== Problem to work on ==
Please pull out each line of the records below that contains the string "every". Treat uppercase and lowercase as different.

☆ ☆ ☆ ☆ ☆

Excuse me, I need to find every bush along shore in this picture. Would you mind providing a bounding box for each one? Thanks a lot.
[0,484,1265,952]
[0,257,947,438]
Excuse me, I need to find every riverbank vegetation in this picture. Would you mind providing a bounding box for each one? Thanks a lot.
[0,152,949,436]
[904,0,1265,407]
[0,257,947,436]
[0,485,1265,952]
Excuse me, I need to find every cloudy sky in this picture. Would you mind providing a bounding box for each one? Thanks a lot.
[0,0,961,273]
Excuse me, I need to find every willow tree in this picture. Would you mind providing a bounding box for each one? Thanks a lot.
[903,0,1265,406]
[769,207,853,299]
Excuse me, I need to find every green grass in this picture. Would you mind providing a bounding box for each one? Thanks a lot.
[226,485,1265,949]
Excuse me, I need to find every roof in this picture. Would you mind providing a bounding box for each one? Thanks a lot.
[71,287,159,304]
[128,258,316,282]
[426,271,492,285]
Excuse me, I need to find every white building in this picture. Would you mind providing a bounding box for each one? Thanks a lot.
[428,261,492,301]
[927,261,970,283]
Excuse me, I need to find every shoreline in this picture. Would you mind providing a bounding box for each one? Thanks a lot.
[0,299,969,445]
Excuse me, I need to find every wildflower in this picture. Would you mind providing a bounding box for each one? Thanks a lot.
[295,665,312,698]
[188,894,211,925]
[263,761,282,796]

☆ ☆ ☆ ☆ ☆

== Written answer ==
Excuse me, I need to find every bush along shore in this picture. Would you mind providing a bounding box for each one? Thanks a lot.
Excuse me, I need to find every riverbank vegetation in this picture. Would you mind providing a bounding box for each one? Thanks a lot.
Excuse me, I need to find every cloudy sky in this picture. Would you mind providing a bounding box for each one? Thanks a lot.
Excuse me, I need to find every willow tree in this picture. Would you mind providing a bounding box for each one? Thanks a lot.
Excuse me, I need to find every green grass in this picture. Would you mind providing a bounding box for each one? Thanks a lot.
Excuse me, I need to find every roof in this picture. Would you mind providing a bounding box for each one? Thanks a lot.
Excuse me, I need to find every white building in this picture. Would you mind providing a bounding box for each one? Thanks a lot.
Excuse me, I need to find every shoreline in this picture. Would you mind providing a bounding box for each one? Thanks a lot.
Excuse me, I need to find every wildflower in this picture. Would you mind providing a bounding box for each one? Thanks a lot.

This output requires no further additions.